* [Supplied material]:
*** Block opens ***
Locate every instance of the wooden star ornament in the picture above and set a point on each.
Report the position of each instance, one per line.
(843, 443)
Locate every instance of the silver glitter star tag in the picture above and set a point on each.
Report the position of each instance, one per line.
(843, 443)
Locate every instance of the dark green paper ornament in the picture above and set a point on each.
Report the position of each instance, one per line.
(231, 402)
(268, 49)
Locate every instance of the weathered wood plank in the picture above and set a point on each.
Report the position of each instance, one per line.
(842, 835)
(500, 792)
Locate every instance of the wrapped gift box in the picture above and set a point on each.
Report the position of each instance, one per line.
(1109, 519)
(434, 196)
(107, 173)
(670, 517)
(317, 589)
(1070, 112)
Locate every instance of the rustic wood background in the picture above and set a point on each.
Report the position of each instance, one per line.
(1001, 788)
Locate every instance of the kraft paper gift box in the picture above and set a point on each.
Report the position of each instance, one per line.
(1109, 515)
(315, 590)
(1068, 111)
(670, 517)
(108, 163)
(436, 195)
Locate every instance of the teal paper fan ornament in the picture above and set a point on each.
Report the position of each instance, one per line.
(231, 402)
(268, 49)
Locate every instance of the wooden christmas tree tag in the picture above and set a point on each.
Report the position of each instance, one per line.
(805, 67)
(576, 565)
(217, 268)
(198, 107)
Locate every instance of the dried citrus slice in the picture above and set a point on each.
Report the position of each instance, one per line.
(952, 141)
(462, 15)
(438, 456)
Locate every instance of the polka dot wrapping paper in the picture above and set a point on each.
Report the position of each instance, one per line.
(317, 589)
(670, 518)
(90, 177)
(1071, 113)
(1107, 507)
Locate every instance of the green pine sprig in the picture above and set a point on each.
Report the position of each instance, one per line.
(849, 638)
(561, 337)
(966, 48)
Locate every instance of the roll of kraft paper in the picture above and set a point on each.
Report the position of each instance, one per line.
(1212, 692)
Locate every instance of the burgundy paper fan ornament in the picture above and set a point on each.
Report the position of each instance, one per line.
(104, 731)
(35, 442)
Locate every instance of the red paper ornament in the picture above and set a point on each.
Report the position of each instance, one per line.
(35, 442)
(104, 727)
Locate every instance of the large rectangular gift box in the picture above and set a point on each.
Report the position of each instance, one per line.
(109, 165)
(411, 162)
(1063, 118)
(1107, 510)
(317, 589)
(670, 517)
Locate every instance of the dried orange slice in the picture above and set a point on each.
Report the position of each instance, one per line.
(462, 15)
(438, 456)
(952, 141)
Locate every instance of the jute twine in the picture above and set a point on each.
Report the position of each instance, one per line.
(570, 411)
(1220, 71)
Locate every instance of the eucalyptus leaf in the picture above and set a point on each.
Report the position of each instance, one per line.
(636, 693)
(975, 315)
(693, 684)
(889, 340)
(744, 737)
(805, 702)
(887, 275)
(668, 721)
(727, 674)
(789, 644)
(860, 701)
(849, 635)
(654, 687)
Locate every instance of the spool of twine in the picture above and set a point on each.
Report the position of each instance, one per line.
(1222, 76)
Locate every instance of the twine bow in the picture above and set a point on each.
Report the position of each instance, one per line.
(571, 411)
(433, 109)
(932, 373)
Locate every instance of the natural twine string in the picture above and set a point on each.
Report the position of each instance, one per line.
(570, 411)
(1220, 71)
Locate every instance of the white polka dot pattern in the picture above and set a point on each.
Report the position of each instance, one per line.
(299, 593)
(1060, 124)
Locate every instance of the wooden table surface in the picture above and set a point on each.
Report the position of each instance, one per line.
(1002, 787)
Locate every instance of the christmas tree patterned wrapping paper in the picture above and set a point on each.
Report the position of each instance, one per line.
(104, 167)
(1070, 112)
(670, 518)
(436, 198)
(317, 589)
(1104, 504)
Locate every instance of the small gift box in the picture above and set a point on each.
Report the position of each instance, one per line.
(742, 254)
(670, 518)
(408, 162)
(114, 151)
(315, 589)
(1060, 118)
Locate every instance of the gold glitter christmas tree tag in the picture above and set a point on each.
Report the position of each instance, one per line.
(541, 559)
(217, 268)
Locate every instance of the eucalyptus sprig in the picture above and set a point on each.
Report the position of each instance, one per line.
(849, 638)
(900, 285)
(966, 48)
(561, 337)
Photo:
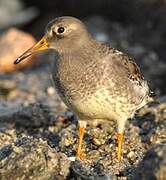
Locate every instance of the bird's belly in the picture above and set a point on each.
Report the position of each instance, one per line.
(100, 105)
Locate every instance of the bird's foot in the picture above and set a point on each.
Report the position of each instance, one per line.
(120, 138)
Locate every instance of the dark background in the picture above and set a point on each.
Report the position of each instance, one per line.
(137, 27)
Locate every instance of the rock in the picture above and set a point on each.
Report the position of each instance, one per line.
(153, 165)
(34, 115)
(29, 158)
(12, 44)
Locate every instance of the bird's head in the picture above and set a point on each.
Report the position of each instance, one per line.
(63, 34)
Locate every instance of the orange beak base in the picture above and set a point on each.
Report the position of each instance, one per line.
(39, 46)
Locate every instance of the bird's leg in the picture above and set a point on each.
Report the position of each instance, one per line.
(120, 139)
(82, 126)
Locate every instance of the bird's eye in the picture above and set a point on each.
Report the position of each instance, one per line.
(60, 30)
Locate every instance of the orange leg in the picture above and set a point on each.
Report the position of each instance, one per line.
(120, 139)
(81, 135)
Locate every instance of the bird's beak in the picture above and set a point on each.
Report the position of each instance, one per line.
(39, 46)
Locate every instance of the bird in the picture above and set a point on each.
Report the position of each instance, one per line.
(94, 80)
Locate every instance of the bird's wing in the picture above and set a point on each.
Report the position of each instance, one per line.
(128, 71)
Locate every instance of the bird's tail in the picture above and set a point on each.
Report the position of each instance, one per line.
(152, 97)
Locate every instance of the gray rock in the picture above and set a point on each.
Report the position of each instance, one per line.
(153, 165)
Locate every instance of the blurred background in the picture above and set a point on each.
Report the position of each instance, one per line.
(136, 27)
(37, 134)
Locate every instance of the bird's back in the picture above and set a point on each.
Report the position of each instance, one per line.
(104, 80)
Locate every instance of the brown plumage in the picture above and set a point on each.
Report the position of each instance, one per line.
(93, 79)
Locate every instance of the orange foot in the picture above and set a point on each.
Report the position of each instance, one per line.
(120, 139)
(81, 135)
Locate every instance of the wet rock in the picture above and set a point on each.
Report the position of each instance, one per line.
(33, 115)
(153, 165)
(33, 158)
(12, 44)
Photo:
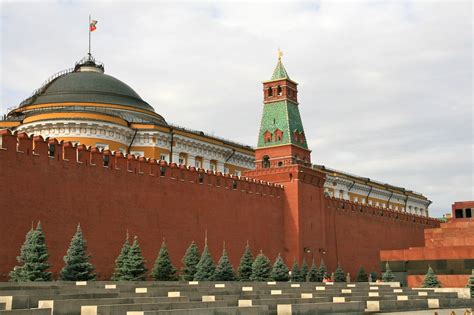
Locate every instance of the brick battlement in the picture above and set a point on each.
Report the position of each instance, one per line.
(53, 151)
(359, 208)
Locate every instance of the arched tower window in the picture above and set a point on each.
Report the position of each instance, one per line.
(266, 162)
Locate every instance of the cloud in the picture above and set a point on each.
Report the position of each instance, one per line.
(385, 87)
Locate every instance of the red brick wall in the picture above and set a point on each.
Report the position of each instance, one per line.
(355, 238)
(108, 201)
(131, 194)
(347, 235)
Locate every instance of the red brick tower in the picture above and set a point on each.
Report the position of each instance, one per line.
(282, 156)
(281, 140)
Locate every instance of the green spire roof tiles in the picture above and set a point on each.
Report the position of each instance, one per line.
(279, 72)
(284, 116)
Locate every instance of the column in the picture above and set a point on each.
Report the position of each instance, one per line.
(191, 160)
(175, 157)
(220, 166)
(206, 163)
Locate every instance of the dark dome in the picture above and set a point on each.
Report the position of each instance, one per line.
(88, 87)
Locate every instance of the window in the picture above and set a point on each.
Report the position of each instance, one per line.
(267, 136)
(266, 162)
(102, 146)
(106, 160)
(278, 135)
(51, 150)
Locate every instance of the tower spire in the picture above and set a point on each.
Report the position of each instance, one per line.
(280, 72)
(281, 140)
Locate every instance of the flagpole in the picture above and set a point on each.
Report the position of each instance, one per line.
(89, 26)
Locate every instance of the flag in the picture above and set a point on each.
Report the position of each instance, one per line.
(92, 26)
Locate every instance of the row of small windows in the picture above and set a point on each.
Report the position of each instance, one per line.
(279, 91)
(270, 137)
(298, 136)
(278, 136)
(342, 195)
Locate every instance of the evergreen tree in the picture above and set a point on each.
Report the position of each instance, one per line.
(387, 276)
(245, 266)
(339, 275)
(224, 269)
(304, 271)
(295, 272)
(78, 267)
(374, 276)
(431, 280)
(134, 265)
(190, 261)
(205, 268)
(18, 274)
(279, 270)
(163, 270)
(322, 273)
(470, 283)
(33, 257)
(362, 276)
(120, 261)
(261, 268)
(313, 275)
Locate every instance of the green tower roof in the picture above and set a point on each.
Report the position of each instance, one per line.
(285, 117)
(279, 72)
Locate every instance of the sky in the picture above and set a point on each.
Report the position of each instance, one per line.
(385, 87)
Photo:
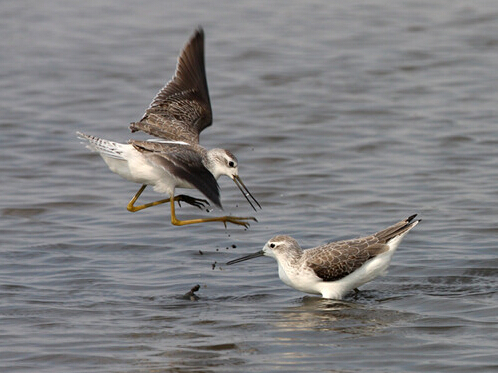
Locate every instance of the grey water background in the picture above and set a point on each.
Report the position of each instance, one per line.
(346, 117)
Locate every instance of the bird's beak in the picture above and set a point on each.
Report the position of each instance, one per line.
(245, 191)
(247, 257)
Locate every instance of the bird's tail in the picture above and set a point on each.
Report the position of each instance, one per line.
(399, 229)
(106, 148)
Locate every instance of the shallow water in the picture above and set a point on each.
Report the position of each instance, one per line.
(345, 118)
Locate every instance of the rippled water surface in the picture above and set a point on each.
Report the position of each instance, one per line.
(345, 118)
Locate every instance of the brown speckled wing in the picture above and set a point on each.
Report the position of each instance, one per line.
(334, 261)
(182, 109)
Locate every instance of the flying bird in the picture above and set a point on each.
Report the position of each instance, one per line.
(174, 158)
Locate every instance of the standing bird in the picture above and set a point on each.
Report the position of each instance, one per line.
(176, 116)
(335, 268)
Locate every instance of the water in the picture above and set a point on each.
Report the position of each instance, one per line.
(345, 118)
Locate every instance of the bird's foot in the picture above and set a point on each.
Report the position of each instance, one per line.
(196, 202)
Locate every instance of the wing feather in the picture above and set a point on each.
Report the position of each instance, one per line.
(181, 109)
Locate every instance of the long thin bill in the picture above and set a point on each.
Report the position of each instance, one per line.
(245, 191)
(247, 257)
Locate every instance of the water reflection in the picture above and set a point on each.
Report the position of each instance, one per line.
(340, 316)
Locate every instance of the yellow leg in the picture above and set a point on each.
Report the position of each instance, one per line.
(223, 219)
(190, 200)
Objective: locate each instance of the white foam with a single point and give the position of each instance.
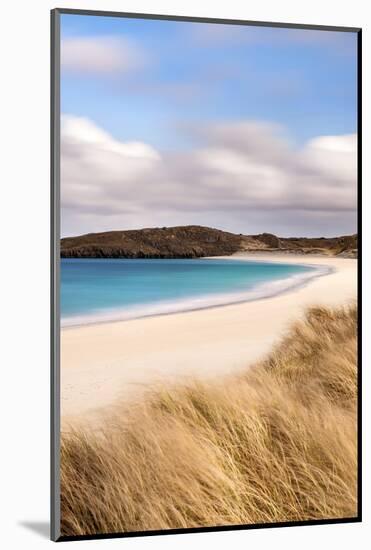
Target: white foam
(259, 292)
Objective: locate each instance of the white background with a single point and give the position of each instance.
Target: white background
(24, 303)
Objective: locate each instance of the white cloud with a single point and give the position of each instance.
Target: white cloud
(241, 172)
(100, 55)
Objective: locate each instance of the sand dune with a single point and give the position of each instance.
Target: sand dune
(101, 363)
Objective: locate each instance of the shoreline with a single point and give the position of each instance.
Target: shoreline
(104, 362)
(262, 291)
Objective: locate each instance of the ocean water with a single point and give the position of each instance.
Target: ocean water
(98, 290)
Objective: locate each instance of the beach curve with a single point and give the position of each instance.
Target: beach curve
(123, 359)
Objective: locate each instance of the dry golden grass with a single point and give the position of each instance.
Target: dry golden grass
(276, 444)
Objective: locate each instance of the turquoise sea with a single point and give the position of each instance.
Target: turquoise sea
(97, 290)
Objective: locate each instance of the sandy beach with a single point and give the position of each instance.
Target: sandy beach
(122, 360)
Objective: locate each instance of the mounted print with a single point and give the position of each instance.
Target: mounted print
(205, 188)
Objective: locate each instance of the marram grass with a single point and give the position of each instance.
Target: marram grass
(275, 444)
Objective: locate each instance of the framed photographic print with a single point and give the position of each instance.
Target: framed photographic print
(205, 274)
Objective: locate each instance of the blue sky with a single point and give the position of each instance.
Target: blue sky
(172, 85)
(306, 84)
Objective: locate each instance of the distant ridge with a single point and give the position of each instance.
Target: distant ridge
(194, 241)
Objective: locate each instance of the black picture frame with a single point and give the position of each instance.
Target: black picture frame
(55, 270)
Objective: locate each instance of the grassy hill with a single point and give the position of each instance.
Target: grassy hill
(194, 241)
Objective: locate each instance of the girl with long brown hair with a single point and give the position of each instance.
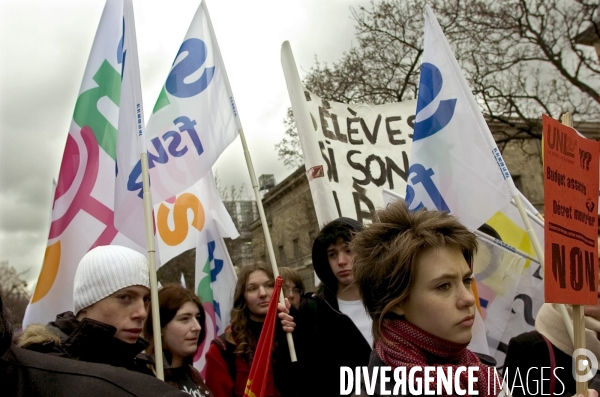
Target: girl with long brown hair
(182, 323)
(229, 357)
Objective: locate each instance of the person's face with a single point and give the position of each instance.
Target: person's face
(291, 292)
(594, 310)
(180, 335)
(126, 310)
(441, 300)
(341, 260)
(259, 289)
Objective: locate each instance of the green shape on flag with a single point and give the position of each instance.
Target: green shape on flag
(86, 109)
(162, 101)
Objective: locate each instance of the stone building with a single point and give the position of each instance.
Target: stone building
(292, 225)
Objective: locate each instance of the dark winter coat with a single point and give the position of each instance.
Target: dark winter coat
(28, 373)
(85, 340)
(185, 378)
(325, 338)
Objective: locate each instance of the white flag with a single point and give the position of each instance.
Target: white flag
(454, 167)
(194, 118)
(129, 206)
(82, 211)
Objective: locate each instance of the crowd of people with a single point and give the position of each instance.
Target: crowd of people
(397, 293)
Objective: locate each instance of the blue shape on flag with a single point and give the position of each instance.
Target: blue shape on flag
(214, 271)
(430, 86)
(423, 176)
(196, 54)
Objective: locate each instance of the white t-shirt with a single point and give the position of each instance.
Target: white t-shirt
(356, 311)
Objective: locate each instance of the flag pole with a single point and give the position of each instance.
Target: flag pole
(321, 192)
(268, 242)
(578, 318)
(148, 217)
(147, 197)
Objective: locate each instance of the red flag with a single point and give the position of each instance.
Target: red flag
(257, 380)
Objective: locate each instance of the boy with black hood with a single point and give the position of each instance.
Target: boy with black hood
(333, 328)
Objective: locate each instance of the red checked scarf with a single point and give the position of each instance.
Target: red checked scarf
(405, 345)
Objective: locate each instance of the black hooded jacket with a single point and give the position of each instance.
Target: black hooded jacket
(326, 338)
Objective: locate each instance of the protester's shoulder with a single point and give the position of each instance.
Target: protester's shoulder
(49, 376)
(39, 337)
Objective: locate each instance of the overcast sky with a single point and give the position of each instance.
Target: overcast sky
(44, 46)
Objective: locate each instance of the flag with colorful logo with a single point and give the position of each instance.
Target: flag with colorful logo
(82, 212)
(257, 380)
(194, 119)
(215, 284)
(453, 167)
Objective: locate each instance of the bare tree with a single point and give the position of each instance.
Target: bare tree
(14, 291)
(521, 58)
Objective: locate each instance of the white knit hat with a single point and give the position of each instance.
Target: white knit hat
(105, 270)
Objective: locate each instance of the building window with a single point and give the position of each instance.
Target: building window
(296, 248)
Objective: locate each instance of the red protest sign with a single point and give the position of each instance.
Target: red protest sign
(571, 215)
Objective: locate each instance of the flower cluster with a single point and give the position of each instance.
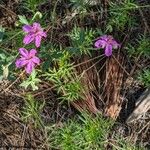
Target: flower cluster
(34, 34)
(107, 42)
(28, 59)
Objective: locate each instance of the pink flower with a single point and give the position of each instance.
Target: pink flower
(34, 34)
(27, 60)
(107, 42)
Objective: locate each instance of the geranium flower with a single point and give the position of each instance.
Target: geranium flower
(34, 34)
(107, 42)
(27, 60)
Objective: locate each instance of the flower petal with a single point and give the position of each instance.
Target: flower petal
(23, 52)
(32, 53)
(108, 50)
(37, 26)
(104, 37)
(21, 62)
(100, 43)
(36, 60)
(115, 44)
(43, 34)
(38, 40)
(28, 39)
(30, 66)
(27, 28)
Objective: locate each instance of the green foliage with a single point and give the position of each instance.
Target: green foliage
(31, 111)
(120, 14)
(87, 133)
(144, 77)
(31, 81)
(32, 5)
(2, 31)
(5, 62)
(81, 40)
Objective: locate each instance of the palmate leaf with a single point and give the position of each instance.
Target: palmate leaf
(31, 81)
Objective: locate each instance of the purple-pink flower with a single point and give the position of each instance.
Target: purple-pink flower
(34, 34)
(27, 60)
(107, 42)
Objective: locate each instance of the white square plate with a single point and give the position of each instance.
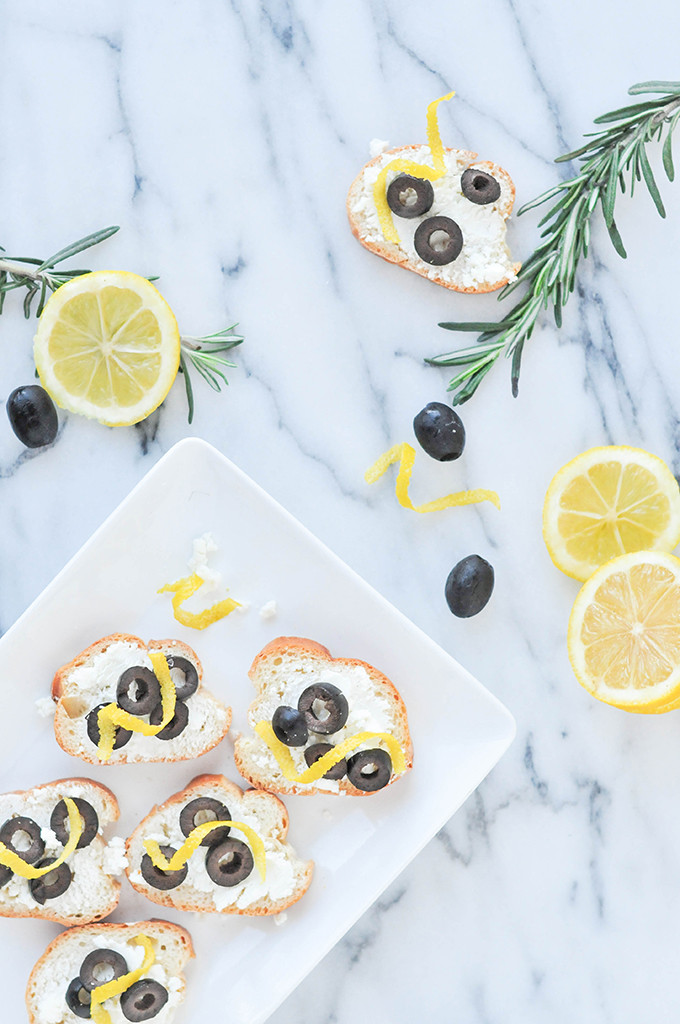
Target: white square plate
(359, 846)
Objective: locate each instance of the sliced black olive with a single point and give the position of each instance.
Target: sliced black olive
(58, 822)
(290, 726)
(229, 862)
(438, 241)
(479, 186)
(159, 879)
(78, 999)
(51, 885)
(189, 684)
(101, 966)
(439, 431)
(122, 735)
(138, 690)
(409, 197)
(23, 837)
(33, 416)
(175, 726)
(469, 586)
(143, 1000)
(370, 770)
(201, 810)
(316, 751)
(325, 708)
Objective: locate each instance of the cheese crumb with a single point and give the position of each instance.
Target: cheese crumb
(378, 145)
(268, 610)
(45, 707)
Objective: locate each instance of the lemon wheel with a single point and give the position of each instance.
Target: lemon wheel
*** Block closes ***
* [Assignment]: Using the data above, set down each line from the line with "Target: geranium flower" to the line with "Objective: locate each instance of the sliced" exactly, both ends included, and leave the pictures behind. Nothing else belongs.

* [Answer space]:
Target: geranium flower
(34, 34)
(107, 42)
(27, 60)
Objective: locate each instance of the flower petal with a single point and give the position of each instance.
Target: flower petal
(23, 52)
(32, 53)
(108, 50)
(37, 26)
(104, 37)
(21, 62)
(100, 43)
(36, 60)
(115, 44)
(43, 34)
(38, 40)
(28, 39)
(30, 66)
(27, 28)
Objective: locate each instance of the green foliage with a single point and give the position of each instance.
Target: green foliage
(31, 111)
(120, 14)
(87, 133)
(144, 77)
(31, 81)
(32, 5)
(2, 31)
(5, 62)
(81, 40)
Objective: locate each instance of the palmate leaf with a single point and give the position of each instance.
Target: palmate leaf
(31, 81)
Objective: locate each instance of the purple-pink flower with a single point and give the position of each instance.
Target: purple-pink flower
(34, 34)
(27, 60)
(107, 42)
Objective: locate each instance of the white square plate with a single point and give the position of each instance.
Target: white square plate
(359, 846)
Objective: locate each instance of the sliced black olive with a single point and give the position of each instance.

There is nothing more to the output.